- _Exercise materials_
────
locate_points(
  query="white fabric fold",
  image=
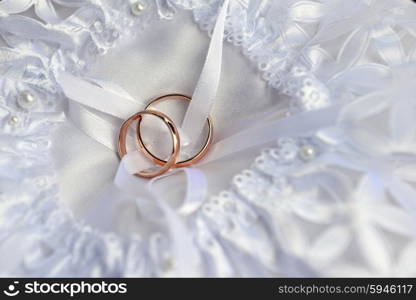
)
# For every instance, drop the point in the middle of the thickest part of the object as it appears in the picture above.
(206, 89)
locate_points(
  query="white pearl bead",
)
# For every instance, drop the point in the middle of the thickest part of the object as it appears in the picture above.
(26, 99)
(307, 152)
(13, 120)
(137, 8)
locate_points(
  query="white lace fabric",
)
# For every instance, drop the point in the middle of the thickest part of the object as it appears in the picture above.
(337, 202)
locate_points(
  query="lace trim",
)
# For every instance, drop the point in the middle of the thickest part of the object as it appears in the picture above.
(246, 220)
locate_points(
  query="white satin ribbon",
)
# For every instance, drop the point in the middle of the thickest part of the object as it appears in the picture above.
(95, 104)
(206, 89)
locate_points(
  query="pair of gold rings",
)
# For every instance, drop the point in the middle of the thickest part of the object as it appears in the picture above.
(171, 162)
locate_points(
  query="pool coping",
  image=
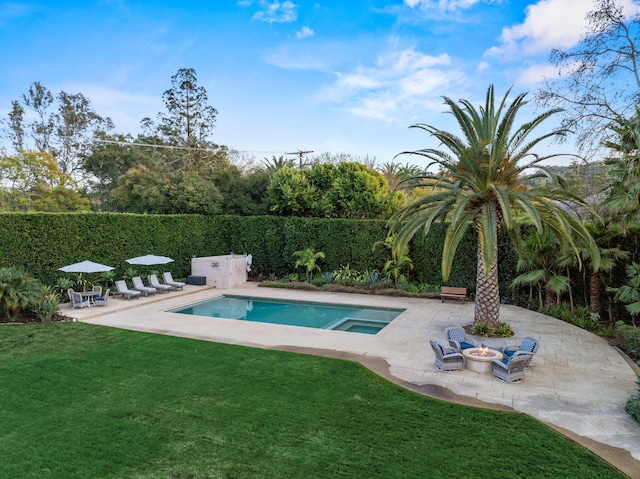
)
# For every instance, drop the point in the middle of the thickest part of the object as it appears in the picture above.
(578, 384)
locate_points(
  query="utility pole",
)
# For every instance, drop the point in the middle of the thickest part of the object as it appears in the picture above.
(300, 154)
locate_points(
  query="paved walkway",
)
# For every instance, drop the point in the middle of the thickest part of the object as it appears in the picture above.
(578, 383)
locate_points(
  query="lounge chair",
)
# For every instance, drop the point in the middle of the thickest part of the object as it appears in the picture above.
(123, 290)
(512, 369)
(138, 285)
(101, 300)
(77, 301)
(528, 345)
(166, 277)
(97, 290)
(458, 339)
(154, 283)
(447, 358)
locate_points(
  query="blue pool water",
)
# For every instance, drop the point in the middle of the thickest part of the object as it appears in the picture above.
(356, 319)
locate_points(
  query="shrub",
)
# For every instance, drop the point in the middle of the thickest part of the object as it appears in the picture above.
(628, 339)
(580, 316)
(504, 331)
(633, 404)
(18, 292)
(48, 307)
(481, 329)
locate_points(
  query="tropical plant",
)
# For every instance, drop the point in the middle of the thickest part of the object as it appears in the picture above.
(603, 231)
(308, 258)
(482, 183)
(623, 191)
(539, 258)
(344, 274)
(48, 306)
(630, 293)
(18, 292)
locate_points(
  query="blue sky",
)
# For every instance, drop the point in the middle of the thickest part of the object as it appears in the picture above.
(328, 76)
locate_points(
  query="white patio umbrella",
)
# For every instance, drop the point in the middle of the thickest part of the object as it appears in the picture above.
(149, 260)
(85, 267)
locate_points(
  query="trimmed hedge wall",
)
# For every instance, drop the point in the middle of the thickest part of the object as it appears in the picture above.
(41, 243)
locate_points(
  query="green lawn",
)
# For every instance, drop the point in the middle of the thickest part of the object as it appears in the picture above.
(82, 401)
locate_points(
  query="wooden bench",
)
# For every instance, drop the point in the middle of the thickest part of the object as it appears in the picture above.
(449, 292)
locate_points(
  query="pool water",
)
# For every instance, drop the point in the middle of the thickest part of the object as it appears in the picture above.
(355, 319)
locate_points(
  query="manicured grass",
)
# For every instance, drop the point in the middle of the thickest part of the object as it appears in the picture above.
(82, 401)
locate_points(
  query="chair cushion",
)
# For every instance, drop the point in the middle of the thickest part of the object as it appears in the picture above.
(457, 335)
(527, 345)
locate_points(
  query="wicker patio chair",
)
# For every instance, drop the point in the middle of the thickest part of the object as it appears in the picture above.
(512, 369)
(447, 358)
(458, 339)
(77, 301)
(168, 279)
(154, 283)
(138, 285)
(123, 290)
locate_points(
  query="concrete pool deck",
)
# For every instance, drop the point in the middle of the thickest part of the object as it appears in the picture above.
(578, 384)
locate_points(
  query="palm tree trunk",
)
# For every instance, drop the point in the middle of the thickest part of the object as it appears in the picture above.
(594, 292)
(487, 307)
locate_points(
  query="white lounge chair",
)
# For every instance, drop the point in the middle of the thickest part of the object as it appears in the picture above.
(123, 290)
(154, 283)
(101, 300)
(138, 285)
(77, 301)
(166, 277)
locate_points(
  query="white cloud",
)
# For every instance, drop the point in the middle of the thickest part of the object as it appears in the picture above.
(304, 32)
(532, 75)
(276, 12)
(399, 83)
(443, 5)
(548, 24)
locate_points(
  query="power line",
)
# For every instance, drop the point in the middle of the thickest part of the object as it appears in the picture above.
(300, 153)
(174, 147)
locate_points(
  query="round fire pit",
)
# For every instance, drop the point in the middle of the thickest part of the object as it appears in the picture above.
(479, 359)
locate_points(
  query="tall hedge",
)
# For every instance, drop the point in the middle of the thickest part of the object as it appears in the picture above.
(43, 242)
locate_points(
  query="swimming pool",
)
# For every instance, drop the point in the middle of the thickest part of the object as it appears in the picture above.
(351, 318)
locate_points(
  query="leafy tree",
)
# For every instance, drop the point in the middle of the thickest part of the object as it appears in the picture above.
(623, 191)
(630, 292)
(65, 126)
(308, 259)
(243, 193)
(111, 159)
(162, 192)
(275, 164)
(482, 185)
(359, 192)
(34, 183)
(603, 231)
(290, 193)
(599, 79)
(188, 122)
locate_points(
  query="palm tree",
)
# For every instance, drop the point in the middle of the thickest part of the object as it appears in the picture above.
(308, 258)
(539, 260)
(481, 184)
(603, 231)
(623, 192)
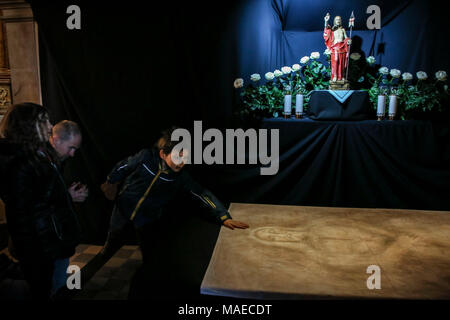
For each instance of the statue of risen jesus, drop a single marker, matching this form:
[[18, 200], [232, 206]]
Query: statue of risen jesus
[[337, 42]]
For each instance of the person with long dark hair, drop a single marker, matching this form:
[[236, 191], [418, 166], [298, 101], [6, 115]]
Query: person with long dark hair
[[40, 218]]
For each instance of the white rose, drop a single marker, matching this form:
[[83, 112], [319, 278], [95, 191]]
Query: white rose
[[441, 75], [277, 73], [286, 70], [238, 83], [296, 67], [395, 73], [422, 75], [355, 56], [315, 55], [255, 77], [370, 59], [269, 76], [384, 70], [304, 60], [407, 76]]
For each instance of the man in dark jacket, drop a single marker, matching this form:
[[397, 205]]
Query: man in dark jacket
[[150, 180], [40, 218]]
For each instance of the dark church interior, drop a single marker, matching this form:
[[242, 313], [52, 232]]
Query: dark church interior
[[350, 189]]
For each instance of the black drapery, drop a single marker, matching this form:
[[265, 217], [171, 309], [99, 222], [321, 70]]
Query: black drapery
[[373, 164], [136, 69]]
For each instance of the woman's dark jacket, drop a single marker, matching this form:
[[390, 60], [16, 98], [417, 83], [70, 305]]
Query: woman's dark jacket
[[38, 207]]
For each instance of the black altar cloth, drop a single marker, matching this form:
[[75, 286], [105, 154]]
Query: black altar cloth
[[368, 164], [353, 105]]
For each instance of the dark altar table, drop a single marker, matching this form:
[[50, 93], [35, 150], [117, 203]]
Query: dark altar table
[[370, 164], [340, 105]]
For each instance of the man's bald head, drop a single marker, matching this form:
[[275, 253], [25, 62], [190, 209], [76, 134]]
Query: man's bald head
[[66, 138]]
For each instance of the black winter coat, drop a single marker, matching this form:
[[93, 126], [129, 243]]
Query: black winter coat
[[148, 186], [39, 212]]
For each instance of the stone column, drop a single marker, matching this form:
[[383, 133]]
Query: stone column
[[20, 53]]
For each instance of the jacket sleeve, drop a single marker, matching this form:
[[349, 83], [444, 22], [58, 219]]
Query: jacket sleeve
[[125, 167], [216, 209]]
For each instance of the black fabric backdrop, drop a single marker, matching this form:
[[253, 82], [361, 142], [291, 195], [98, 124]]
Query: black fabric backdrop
[[136, 68]]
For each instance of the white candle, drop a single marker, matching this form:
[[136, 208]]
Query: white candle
[[392, 105], [381, 105], [299, 104], [287, 104]]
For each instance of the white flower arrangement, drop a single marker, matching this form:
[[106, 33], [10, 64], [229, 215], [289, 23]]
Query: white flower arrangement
[[422, 75], [255, 77], [304, 60], [407, 76], [384, 70], [238, 83], [355, 56], [395, 73], [315, 55], [286, 70], [296, 67], [441, 75], [269, 76]]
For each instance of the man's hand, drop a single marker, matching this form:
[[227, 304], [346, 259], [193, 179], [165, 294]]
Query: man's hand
[[110, 190], [231, 224], [78, 192]]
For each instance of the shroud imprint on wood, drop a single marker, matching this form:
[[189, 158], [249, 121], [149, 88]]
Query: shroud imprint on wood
[[295, 252]]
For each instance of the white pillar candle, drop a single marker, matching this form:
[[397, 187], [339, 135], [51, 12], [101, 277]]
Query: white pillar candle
[[299, 104], [287, 104], [392, 105], [381, 105]]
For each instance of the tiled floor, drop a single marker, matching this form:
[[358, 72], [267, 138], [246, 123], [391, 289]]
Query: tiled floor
[[104, 280], [112, 280]]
────
Copy the lines from the one containing "For each instance of the jacket" to the one containing "[[136, 68]]", both included, exactly as they stand.

For each instance of the jacket sleeve, drop a single marker, matching this form:
[[349, 83], [444, 22], [58, 219]]
Query: jacket sleeve
[[125, 167], [216, 209]]
For each instance of the black fabric backdrop, drop a single marker, matching this form:
[[253, 82], [361, 142], [291, 195], [98, 124]]
Query: black fabric backdrop
[[136, 68]]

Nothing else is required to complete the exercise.